MATERIAL SHOWN Block Start

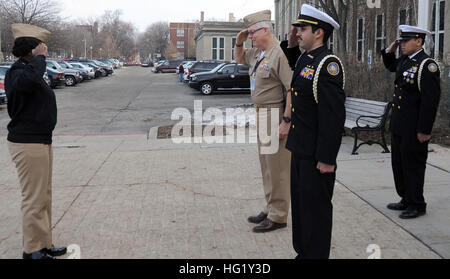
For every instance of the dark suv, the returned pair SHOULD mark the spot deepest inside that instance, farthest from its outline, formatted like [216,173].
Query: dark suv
[225,77]
[203,66]
[168,67]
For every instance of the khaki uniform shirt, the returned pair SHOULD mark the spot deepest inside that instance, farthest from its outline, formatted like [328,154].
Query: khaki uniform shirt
[273,75]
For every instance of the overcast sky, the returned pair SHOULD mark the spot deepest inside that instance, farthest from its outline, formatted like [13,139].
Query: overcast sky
[144,12]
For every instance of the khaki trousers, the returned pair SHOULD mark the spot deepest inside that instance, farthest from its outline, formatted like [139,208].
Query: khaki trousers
[275,169]
[34,166]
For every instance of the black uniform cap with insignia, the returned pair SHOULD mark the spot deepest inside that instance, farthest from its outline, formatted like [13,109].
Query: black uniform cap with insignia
[312,16]
[409,32]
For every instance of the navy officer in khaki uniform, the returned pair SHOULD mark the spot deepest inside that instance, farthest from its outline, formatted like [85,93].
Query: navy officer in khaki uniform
[318,117]
[270,76]
[33,111]
[415,103]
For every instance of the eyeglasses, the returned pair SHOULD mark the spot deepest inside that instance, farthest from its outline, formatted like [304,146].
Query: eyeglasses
[253,32]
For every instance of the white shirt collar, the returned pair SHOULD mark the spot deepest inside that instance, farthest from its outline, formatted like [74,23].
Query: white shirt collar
[414,55]
[262,54]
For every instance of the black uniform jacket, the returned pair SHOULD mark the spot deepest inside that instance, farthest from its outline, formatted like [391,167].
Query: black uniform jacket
[317,125]
[31,102]
[414,111]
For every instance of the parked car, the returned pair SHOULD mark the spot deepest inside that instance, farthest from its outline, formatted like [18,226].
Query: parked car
[107,65]
[88,70]
[168,67]
[72,76]
[83,72]
[105,68]
[203,66]
[225,77]
[6,64]
[3,70]
[57,77]
[99,71]
[147,64]
[187,68]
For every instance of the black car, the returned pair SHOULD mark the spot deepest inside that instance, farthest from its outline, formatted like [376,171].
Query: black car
[72,76]
[84,74]
[56,77]
[104,68]
[203,66]
[225,77]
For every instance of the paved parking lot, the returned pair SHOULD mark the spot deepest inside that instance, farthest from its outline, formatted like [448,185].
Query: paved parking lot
[120,194]
[133,100]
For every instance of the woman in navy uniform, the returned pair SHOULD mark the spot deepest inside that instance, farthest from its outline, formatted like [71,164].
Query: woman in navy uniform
[415,103]
[318,117]
[33,112]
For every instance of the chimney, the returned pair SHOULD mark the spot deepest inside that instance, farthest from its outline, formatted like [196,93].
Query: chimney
[232,18]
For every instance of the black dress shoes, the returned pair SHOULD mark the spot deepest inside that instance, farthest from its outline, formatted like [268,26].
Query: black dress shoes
[56,251]
[46,254]
[41,255]
[268,226]
[397,206]
[412,213]
[258,219]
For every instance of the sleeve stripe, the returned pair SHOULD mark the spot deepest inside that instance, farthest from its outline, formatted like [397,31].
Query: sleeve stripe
[419,78]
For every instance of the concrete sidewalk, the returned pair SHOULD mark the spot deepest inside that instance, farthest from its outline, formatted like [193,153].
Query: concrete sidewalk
[125,196]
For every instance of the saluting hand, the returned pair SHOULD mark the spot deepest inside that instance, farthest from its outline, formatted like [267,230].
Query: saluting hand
[41,49]
[242,37]
[324,168]
[423,138]
[293,40]
[284,130]
[393,47]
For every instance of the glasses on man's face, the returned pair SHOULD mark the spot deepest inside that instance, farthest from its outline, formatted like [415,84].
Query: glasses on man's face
[252,32]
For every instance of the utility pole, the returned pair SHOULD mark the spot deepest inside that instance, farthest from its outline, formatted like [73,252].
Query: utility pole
[85,46]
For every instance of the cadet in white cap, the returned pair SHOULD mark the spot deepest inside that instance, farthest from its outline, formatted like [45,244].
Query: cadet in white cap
[318,117]
[270,76]
[414,108]
[33,112]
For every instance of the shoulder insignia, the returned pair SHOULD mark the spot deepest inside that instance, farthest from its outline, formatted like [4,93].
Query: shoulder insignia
[332,65]
[333,69]
[432,67]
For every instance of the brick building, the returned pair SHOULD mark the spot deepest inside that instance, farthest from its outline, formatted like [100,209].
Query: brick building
[182,40]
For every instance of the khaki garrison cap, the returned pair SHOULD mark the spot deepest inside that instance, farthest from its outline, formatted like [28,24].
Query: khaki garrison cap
[26,30]
[252,19]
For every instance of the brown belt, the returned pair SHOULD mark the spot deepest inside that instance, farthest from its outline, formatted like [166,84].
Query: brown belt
[278,105]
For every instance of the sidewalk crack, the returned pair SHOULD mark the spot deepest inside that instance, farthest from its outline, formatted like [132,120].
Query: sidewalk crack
[87,184]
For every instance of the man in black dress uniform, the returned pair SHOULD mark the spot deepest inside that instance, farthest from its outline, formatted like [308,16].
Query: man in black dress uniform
[416,100]
[318,117]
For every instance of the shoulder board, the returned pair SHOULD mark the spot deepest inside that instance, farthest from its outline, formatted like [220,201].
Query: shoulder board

MATERIAL SHOWN Block End

### PROBLEM TO WORK ON
When the line with "For every instance of the concrete" is reached in the data above, begin copying, and stop after the line with "For every instance of the saluting"; copy each line exactly, both ends included.

### TASK ANSWER
For every instance of the concrete sidewalk, the returned pair SHOULD mark the spot deepest inside that instance, farthest from its outline, formatted like [193,153].
Query: concrete sidewalk
[125,196]
For every instance of the saluting hand, the returned pair SHOULD mark the spot deepest inside that instance, farthest from its outline, formatted like [267,230].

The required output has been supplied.